Records of labeled boxes
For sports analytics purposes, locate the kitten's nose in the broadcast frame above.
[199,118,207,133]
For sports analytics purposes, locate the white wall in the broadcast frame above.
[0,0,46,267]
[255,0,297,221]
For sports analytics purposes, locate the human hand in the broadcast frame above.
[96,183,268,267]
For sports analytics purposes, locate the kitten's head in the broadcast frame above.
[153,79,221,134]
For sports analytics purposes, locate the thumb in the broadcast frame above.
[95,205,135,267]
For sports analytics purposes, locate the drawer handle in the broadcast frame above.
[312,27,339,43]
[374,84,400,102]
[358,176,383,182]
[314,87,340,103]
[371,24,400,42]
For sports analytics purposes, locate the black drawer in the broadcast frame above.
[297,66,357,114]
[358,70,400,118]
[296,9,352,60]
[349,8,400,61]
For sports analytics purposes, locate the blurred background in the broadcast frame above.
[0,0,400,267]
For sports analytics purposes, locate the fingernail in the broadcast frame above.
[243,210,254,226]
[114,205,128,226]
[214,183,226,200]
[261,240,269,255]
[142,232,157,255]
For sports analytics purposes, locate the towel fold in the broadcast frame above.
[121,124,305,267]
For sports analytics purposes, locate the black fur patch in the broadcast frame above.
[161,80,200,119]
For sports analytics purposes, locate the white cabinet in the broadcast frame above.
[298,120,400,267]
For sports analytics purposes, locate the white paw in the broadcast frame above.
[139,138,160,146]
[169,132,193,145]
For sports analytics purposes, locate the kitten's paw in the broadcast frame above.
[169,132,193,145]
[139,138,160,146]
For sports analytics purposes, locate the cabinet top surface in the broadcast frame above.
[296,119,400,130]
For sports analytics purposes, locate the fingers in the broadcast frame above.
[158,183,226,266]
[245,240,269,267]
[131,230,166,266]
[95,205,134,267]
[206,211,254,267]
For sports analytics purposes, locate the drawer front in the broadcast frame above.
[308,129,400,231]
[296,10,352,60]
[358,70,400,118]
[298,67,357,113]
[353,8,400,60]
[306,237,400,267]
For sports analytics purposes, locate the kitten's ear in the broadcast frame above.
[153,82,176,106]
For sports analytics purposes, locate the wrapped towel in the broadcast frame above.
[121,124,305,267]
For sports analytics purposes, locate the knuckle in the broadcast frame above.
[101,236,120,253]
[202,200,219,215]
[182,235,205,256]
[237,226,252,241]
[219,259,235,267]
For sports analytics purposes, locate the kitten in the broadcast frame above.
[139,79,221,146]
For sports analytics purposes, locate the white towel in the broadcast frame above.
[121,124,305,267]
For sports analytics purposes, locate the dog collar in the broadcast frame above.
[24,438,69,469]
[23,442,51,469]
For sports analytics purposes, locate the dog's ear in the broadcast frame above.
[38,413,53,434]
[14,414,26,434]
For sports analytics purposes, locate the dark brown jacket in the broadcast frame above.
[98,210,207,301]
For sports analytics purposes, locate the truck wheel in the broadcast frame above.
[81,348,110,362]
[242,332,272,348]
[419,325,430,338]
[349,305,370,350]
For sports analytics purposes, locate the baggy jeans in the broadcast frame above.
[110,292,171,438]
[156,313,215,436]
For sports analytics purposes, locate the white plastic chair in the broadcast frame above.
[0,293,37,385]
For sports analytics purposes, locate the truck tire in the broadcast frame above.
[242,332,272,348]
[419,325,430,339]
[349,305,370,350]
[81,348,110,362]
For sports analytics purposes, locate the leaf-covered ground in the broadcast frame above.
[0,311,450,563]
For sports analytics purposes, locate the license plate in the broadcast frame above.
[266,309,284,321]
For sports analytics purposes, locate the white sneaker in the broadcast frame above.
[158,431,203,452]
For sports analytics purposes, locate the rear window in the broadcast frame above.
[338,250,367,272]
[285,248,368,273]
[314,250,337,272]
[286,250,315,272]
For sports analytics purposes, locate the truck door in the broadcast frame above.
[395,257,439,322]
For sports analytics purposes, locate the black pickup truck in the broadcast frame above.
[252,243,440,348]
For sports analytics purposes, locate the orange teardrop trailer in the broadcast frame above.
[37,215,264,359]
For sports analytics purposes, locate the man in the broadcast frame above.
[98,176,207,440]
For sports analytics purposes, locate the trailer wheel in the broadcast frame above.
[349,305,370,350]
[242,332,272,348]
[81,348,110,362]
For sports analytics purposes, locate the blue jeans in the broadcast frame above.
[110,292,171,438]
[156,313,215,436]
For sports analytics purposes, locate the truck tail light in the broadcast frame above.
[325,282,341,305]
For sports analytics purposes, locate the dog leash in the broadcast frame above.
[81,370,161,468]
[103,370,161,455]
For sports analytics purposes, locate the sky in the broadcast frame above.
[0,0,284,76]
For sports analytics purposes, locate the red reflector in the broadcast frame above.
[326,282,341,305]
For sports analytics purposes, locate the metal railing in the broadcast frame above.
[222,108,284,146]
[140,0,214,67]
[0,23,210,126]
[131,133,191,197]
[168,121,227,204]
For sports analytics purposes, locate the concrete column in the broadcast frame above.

◆ What to produce
Set out every one of the entries above as a numbered list, leaving out any blank lines.

◆ Task output
1. For sports analytics purposes, locate the kitten's nose in the broadcast frame above.
2. [199,118,207,133]
3. For sports analytics purposes, locate the white wall in the broadcast frame above.
4. [0,0,46,267]
5. [255,0,297,221]
6. For sports analytics purposes, locate the human hand in the broadcast frame above.
7. [96,183,268,267]
8. For sports analytics purposes, locate the kitten's head in the broadcast frame above.
9. [153,79,221,134]
10. For sports analytics purposes, locate the thumb in the broadcast frame above.
11. [95,205,135,267]
12. For sports analytics purposes, locate the drawer handle in the broadcast frame above.
13. [312,27,339,43]
14. [374,84,400,102]
15. [358,176,383,182]
16. [314,87,340,103]
17. [371,24,400,42]
18. For sports analytics purposes, locate the black drawer in the broadcast frame above.
19. [297,66,357,114]
20. [358,70,400,118]
21. [296,9,352,60]
22. [349,8,400,61]
23. For sports analytics purposes, locate the blurred background in the broadcast frame above.
24. [0,0,400,267]
25. For sports analytics purposes, locate the fingernail in the broadcast frame above.
26. [243,210,254,226]
27. [114,205,128,226]
28. [214,183,226,200]
29. [261,240,269,255]
30. [142,232,157,255]
31. For sports analytics purposes, locate the towel fold in the broadcast frame above.
32. [121,124,305,267]
33. For sports analytics purposes, locate the black fur patch in the broadcast frame above.
34. [161,80,200,119]
35. For sports analytics purposes, locate the white cabinet in the broadcast frame above.
36. [298,120,400,267]
37. For sports analytics purposes, locate the white paw in the broadcast frame above.
38. [139,138,160,146]
39. [169,132,193,145]
40. For sports analytics purposes, locate the kitten's paw in the broadcast frame above.
41. [169,132,193,145]
42. [139,138,160,146]
43. For sports analytics purposes, locate the cabinet top surface in the broadcast frame above.
44. [296,119,400,130]
45. For sports analytics purposes, locate the fingers in the broadcast frame above.
46. [158,183,226,266]
47. [245,240,269,267]
48. [131,230,166,266]
49. [95,205,134,267]
50. [206,211,254,267]
51. For sports analytics purposes, locate the drawer front in the broadcast frame above.
52. [308,129,400,231]
53. [296,10,352,60]
54. [358,70,400,118]
55. [298,67,357,113]
56. [353,8,400,60]
57. [306,237,400,267]
58. For sports analytics purposes, locate the kitten's ear in the broadcast frame above.
59. [153,82,176,106]
60. For sports analytics purposes, locate the wrapped towel in the broadcast frame above.
61. [121,124,305,267]
62. For sports analytics purposes, locate the knuckle in the broadcast frame above.
63. [101,236,120,253]
64. [202,200,219,215]
65. [182,235,205,256]
66. [237,226,252,241]
67. [219,259,235,267]
68. For sports analytics purposes, locate the kitten in the broadcast frame above.
69. [139,79,221,146]
70. For sports analytics purposes, locate the white towel in the broadcast frame above.
71. [121,124,305,267]
72. For sports analytics purposes, locate the dog collar in the broadcast frame above.
73. [24,438,69,469]
74. [23,442,51,469]
75. For sports analytics purposes, locate the dog's ear in the broadcast frame above.
76. [38,413,53,434]
77. [14,414,26,434]
78. For sports analytics purposes, locate the dark brown jacket in the broadcast frame above.
79. [98,210,207,301]
80. For sports analytics purposes, locate the truck wheel in the broadcast frame above.
81. [81,348,110,362]
82. [242,332,272,348]
83. [419,325,430,338]
84. [349,305,370,350]
85. For sports analytics purposes, locate the baggy jeans in the broadcast frame above.
86. [110,292,171,438]
87. [156,313,215,436]
88. For sports analytics purposes, locate the white plastic chair in the broadcast frame above.
89. [0,293,37,385]
90. For sports analytics purposes, locate the truck tire in the broadcast frame above.
91. [242,332,272,348]
92. [419,325,430,339]
93. [349,305,370,350]
94. [81,348,110,362]
95. For sports analytics purposes, locate the leaf-covered ground in the broadcast frame above.
96. [0,311,450,563]
97. For sports analytics purposes, locate the license plate in the broadcast frame above.
98. [266,309,284,321]
99. For sports analytics purposes, locate the white sneaker in the broadcast frame above.
100. [158,431,203,452]
101. For sports analytics purposes, locate the rear window in the broadcast frame above.
102. [338,250,367,272]
103. [285,248,368,273]
104. [314,250,337,272]
105. [286,250,315,272]
106. For sports analytics purposes, locate the truck door in the broadcast frame above.
107. [395,257,439,322]
108. For sports analytics purposes, locate the black pickup truck in the broadcast frame above.
109. [252,243,440,348]
110. For sports analytics purposes, locate the orange teardrop trailer in the broadcast frame above.
111. [37,215,264,359]
112. For sports analytics purposes, locate the man in the broadcast frame above.
113. [98,176,207,440]
114. For sports analytics purposes, locate the trailer wheel in the broadcast frame above.
115. [349,305,370,350]
116. [242,332,272,348]
117. [81,348,110,362]
118. For sports analytics purposes, locate the blue jeans in the broadcast frame above.
119. [110,292,171,438]
120. [156,313,215,436]
121. For sports analytics purposes, locate the truck tail light in the broadcast frame above.
122. [325,282,341,305]
123. For sports analytics purposes, locate the dog leash in the broadcast frame above.
124. [81,370,161,468]
125. [103,370,161,455]
126. For sports analytics purposes, locate the sky in the broadcast frame above.
127. [0,0,284,76]
128. For sports analytics purposes, locate the red reflector in the broadcast frame above.
129. [326,282,341,305]
130. For sports analytics purposes, locate the metal railing in the broadcast frame above.
131. [222,108,284,146]
132. [140,0,214,67]
133. [0,23,210,126]
134. [131,133,191,197]
135. [168,121,227,204]
136. For sports analytics purposes, locate the concrete column in the broadcast frame above.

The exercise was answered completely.